Extracted text —
* * * * * * *
FAQs and Information

AZOMITE® is unique silica (hydrated sodium calcium aluminosilicate (HSCAS) ) that is mined in Utah from deposits left by an ancient undersea volcano eruption. This combination of seawater, fed by hundreds of rivers rich in minerals, and the rare and abundant minerals present in volcanic ash created the unique AZOMITE® deposit which is found nowhere else on Earth. The deposit is as much as 30 million years old. Today the geologic characteristic is as an outcropping know locally as a “hogback”. Pictures of the AZOMITE® mine.  Watch short videos (2 – 6 minute) on AZOMITE’s origins, production, and applications here.

AZOMITE® is sold in more than 50 countries worldwide.

AZOMITE® is unique silica (hydrated sodium calcium aluminosilicate (HSCAS) AlCaNaO₄Si²⁺) ) that is mined in Utah.  The deposit is a mix of both volcanic and sedimentary (from the sea) minerals.  In a typical chemical assay, AZOMITE® contains more than 70 trace minerals which include many rare earth elements (lanthanides).  Many of these elements have been depleted from soils worldwide, and are not replaced through normal fertilization.   Here is  a complete typical analysis of AZOMITE®

The “father of fertilizer”, Justus von Liebig, developed the “Law of the Minimum” which is important in understanding what AZOMITE® does. The Law states that plant growth is determined by the scarcest “limiting” nutrient; if even one of the many required nutrients is deficient, the plant will not grow and produce at its optimum. Conventional fertilizer programs focus on the macro-nutrients like Nitrogen (N), Phosphorus (P) and Potassium (K). However, if one of the many essential trace elements is deficient in the soil, the plant will not perform at its optimum, affecting yield and immune function.

If a soil has a very high or very low pH, many of the trace elements may become unavailable to the plant. Otherwise, AZOMITE® has worked in a variety of soils all over the world.  Watch short videos (2 – 6 minute) on AZOMITE’s origins, production, and applications here.

AZOMITE® is available in several forms. Micronized AZOMITE® is processed into a fine powder that is around -200 mesh or 75 μ. Granulated AZOMITE® is available for easy soil application in a broadcast spreader. A coarser product, AZOMITE® Field Grade and Pellets are also available for soil use. As long as AZOMITE® is in the root zone, the plant and soil biology will benefit. Most farmers apply AZOMITE® directly to the soil at planting. Water will ensure that the roots are able to reach the trace elements.  Soil application guidelines, English y Guía de Aplicación español

All grades of AZOMITE® are largely insoluble in water. When only AZOMITE® and moisture are present in the soil, a static equilibrium is established, in which the majority of the AZOMITE® is present as a solid, and the minor amount is present as a solution of the AZOMITE® elements. As soon as a plant is introduced into the soil, the plant begins to take up some of the dissolved elements of AZOMITE®, thereby disturbing the original static equilibrium. In order to try to restore the static equilibrium, more AZOMITE® dissolves, but only at the rate, and to the extent, required by the plant itself. The equilibrium has now changed from static to dynamic and this situation continues for as long as the plant requires the dissolved AZOMITE® elements from the soil. Thus the situation is a true “Slow Release” mechanism, with the process being dictated entirely by the plant itself. By contrast, and as an example, the nitrogen in a typical NPK fertiliser is in a very soluble form, and is always totally available in the soil. However, a plant can only use so much fertiliser at any given time, and what the plant does not take up is washed away by irrigation or rain, or drainage by percolation, and is thereby lost as runoff. Please see graphic here.
* * * * * * *
Data section —

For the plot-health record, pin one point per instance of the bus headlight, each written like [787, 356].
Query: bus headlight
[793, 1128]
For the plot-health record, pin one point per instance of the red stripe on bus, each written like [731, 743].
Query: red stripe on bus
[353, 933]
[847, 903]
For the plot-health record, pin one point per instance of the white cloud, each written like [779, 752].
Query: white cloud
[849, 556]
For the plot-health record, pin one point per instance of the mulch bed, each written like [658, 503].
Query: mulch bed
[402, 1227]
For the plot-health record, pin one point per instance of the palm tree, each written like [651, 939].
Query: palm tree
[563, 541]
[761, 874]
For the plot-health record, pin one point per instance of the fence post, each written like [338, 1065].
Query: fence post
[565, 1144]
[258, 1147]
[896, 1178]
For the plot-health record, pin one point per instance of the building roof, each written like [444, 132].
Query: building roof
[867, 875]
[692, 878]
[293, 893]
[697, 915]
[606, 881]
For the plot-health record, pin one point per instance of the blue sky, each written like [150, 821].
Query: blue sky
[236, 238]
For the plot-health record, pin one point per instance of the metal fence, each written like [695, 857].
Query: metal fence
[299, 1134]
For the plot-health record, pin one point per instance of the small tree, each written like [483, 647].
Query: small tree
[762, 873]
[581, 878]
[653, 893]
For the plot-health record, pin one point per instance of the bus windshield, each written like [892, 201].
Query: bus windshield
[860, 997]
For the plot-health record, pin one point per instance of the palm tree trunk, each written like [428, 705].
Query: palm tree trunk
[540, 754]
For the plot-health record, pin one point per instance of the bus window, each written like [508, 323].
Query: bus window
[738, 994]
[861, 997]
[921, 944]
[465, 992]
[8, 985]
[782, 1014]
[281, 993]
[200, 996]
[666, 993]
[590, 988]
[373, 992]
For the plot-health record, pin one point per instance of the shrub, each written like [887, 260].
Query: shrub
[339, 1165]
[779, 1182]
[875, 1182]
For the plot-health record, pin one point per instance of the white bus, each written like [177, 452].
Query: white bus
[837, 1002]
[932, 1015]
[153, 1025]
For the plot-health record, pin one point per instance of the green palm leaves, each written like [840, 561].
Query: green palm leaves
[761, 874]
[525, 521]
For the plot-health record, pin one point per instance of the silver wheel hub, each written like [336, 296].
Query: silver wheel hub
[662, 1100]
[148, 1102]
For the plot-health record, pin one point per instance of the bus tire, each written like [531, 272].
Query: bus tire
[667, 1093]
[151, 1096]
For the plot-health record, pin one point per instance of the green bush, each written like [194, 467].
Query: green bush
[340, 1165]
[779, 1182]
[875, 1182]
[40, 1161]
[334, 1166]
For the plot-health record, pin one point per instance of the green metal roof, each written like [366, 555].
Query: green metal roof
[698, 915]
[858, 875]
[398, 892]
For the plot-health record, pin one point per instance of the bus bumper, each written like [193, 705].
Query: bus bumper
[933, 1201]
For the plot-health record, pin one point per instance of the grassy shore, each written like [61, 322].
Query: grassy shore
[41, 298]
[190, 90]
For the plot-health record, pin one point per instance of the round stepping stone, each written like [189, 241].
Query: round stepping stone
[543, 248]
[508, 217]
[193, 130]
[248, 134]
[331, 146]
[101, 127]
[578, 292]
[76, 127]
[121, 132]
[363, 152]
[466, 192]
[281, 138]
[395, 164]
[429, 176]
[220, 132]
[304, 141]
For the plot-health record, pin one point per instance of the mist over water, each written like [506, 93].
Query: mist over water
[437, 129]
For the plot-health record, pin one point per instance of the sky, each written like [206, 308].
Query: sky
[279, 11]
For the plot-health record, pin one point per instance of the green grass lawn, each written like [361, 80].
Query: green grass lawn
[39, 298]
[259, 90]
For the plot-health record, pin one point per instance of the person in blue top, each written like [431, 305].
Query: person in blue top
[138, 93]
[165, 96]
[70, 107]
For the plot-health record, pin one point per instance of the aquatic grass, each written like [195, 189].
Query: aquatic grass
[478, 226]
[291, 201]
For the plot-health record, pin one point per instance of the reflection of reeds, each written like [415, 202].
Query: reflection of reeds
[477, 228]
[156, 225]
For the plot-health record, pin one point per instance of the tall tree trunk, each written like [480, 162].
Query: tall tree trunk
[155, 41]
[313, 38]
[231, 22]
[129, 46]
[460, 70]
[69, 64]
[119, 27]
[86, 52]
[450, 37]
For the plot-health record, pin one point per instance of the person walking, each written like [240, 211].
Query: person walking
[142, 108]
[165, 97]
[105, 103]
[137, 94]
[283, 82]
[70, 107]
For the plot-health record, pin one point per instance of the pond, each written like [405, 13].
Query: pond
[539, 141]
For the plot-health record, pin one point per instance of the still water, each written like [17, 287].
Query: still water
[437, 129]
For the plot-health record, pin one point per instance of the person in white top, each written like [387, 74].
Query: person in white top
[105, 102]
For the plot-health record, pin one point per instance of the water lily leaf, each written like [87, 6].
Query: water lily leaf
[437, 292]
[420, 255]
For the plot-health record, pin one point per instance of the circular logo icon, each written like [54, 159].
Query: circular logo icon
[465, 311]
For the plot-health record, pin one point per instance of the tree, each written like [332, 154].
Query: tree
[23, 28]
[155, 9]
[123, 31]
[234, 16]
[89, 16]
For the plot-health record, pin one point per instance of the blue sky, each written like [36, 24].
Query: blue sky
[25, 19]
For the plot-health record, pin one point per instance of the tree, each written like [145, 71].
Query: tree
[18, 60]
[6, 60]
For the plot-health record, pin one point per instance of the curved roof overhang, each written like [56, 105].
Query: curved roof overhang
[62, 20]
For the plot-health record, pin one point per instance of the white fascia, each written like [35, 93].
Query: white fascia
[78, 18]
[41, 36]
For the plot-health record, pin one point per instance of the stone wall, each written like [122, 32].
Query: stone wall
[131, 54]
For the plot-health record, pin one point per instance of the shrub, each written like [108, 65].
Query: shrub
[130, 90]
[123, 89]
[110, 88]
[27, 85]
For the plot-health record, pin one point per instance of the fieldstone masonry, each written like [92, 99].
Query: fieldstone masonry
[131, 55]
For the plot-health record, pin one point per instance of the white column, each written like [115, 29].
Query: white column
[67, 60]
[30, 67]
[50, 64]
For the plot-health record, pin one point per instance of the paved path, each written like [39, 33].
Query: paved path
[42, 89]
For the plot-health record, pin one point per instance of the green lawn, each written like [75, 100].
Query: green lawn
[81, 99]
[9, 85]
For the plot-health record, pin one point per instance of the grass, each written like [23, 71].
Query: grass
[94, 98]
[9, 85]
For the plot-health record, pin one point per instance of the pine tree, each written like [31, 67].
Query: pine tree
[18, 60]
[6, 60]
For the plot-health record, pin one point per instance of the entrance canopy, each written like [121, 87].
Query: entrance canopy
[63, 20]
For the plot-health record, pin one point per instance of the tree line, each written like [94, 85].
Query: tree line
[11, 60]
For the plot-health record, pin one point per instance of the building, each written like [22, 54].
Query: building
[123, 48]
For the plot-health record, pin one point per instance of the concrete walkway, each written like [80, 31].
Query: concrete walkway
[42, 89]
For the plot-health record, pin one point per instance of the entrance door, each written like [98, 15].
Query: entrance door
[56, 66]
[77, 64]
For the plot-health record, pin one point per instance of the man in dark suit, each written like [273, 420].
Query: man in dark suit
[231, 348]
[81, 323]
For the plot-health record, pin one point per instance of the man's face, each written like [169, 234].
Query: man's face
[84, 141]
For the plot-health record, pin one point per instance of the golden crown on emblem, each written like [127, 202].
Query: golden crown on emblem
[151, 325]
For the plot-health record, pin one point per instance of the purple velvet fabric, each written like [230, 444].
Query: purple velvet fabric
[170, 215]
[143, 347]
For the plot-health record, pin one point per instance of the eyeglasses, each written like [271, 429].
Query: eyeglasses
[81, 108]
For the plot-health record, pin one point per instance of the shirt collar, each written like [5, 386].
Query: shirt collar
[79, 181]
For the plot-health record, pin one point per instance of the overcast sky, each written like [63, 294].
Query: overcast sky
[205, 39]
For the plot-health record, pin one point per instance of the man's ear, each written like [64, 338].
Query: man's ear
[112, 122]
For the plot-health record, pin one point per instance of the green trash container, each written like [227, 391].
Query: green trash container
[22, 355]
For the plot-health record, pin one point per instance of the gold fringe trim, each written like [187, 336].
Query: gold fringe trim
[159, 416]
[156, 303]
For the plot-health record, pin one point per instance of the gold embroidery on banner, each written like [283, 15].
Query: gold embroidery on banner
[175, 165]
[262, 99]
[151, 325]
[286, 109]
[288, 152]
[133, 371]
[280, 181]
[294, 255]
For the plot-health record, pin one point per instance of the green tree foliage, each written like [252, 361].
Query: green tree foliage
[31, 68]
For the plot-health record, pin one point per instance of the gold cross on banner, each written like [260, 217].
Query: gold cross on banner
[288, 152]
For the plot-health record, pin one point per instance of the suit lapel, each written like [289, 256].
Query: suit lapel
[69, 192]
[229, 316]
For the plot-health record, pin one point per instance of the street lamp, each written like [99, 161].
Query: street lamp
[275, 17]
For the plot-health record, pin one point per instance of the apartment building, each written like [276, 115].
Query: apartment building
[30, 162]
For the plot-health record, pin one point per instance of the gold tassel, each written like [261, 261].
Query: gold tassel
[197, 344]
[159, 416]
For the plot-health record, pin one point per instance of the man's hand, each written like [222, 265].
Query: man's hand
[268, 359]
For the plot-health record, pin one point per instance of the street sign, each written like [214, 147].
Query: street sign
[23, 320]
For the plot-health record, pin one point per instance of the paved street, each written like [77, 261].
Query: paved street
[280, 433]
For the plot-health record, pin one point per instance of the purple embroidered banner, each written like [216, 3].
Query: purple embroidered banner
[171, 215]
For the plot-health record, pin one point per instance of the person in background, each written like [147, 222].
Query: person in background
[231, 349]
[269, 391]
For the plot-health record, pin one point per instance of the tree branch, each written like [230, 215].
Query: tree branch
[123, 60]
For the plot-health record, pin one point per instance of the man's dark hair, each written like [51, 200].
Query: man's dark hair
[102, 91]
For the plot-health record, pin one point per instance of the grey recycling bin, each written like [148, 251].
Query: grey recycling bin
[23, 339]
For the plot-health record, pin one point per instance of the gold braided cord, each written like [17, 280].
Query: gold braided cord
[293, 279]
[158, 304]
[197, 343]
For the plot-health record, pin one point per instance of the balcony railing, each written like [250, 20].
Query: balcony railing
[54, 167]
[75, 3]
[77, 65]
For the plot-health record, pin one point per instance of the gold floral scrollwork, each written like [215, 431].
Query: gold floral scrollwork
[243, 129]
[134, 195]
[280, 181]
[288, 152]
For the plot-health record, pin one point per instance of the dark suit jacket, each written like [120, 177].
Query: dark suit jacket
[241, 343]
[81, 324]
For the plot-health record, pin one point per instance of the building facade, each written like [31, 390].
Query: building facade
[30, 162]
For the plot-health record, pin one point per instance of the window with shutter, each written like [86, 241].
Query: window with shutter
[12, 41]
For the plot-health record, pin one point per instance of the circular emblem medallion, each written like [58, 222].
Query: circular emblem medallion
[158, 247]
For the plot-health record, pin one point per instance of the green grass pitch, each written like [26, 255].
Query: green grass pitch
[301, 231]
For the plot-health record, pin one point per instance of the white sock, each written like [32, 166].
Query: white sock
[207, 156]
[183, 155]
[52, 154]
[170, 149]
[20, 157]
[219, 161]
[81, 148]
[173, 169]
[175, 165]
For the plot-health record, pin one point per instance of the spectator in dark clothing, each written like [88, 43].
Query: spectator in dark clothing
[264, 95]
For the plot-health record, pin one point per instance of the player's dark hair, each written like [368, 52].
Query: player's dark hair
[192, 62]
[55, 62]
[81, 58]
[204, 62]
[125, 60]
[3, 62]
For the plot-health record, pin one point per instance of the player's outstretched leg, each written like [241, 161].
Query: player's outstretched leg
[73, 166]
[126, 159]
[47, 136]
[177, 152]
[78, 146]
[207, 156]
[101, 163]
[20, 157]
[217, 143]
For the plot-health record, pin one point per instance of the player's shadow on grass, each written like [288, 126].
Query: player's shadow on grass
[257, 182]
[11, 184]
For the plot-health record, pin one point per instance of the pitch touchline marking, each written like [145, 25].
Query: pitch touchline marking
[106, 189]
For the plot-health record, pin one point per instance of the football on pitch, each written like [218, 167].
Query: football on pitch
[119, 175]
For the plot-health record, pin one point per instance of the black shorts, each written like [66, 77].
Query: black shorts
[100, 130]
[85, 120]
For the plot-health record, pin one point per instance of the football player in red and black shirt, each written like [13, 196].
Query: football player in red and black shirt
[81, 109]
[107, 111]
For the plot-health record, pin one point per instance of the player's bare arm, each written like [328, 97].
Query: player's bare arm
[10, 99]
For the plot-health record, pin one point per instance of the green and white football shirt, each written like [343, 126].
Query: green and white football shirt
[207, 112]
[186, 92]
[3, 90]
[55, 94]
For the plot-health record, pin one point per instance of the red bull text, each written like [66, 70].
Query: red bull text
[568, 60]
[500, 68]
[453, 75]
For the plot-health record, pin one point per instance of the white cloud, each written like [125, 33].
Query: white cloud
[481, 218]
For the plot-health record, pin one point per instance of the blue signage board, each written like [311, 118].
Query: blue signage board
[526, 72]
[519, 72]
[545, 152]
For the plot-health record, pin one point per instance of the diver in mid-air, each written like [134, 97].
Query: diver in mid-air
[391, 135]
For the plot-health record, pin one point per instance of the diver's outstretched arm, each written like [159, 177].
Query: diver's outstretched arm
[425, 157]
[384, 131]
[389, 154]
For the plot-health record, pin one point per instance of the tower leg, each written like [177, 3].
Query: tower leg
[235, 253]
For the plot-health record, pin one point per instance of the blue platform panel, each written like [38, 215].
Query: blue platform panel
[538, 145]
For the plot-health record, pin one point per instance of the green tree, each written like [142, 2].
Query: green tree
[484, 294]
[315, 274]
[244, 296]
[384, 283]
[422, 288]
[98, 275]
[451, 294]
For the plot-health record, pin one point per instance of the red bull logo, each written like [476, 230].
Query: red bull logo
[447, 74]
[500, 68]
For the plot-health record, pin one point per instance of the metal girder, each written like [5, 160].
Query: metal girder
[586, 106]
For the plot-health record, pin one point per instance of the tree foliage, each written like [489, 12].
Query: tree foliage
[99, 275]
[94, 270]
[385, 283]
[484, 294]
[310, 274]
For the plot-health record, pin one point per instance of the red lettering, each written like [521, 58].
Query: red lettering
* * * * * * *
Required action —
Write the next part of the AZOMITE® FAQ text, continuing after its last sentence.

Answer space —
Generally, plants grown with AZOMITE® have more and larger fruits/vegetables/flowers per plant, improved pest and disease resistance; higher BRIX and a longer shelf life. AZOMITE® has shown results in a wide variety of plants in the field and in the laboratory.

AZOMITE® has proven results “scientific or anecdotal” in many species of plant including but not limited to: wine grapes, table grapes, sugarcane, potatoes, rice, watermelon, tomatoes, melons, cantaloupes, onion, garlic, papaya, lemons, oranges, cocoa, coffee, mango, oaks, pines, peaches, chilis, berries, eggplant, tobacco, ornamentals, wheat, corn, and many others. It is not surprising that AZOMITE® should work in many more types of plants because most require the same types of trace elements that the soil is often lacking.

In most cases, no. The world’s cropland has been under cultivation for many decades and each crop cycle removes trace minerals from the soil or the elements are lost through erosion. Since most fertilizer programs only replace Nitrogen (N), Phosphorus (P) and Potassium (K), crops become deficient when the soil has been depleted of the trace elements. A healthy, diverse soil microbiome requires more than NPK.  For optimum soil fertility to support crop production at its full potential, a wide range  macro, micro and trace elements is necessary.  AZOMITE supplies those missing elements.  See What is the “Law of the Minimum?”.

Most conventional fertilizers contain mainly highly soluble Nitrogen (N), Phosphorus (P) and Potassium, which are macro-nutrients. NPK are only three of the many essential nutrients required by plants and a healthy, diverse soil microbiome.  For optimum soil fertility to support crop production at its full potential, a wide range  macro, micro and trace elements is necessary.   AZOMITE® supplies that essential wide range, from A to Z.  AZOMITE® is a natural, nontoxic mineral, certified for organic production, and safe for the environment.

AZOMITE® is listed by the Organic Materials Review Institute (OMRI) for use in organic production, ECOCERT, and is Halal certified. AZOMITE® is simply mined, crushed, sieved for size, bagged and sold.  Certificates can be found here.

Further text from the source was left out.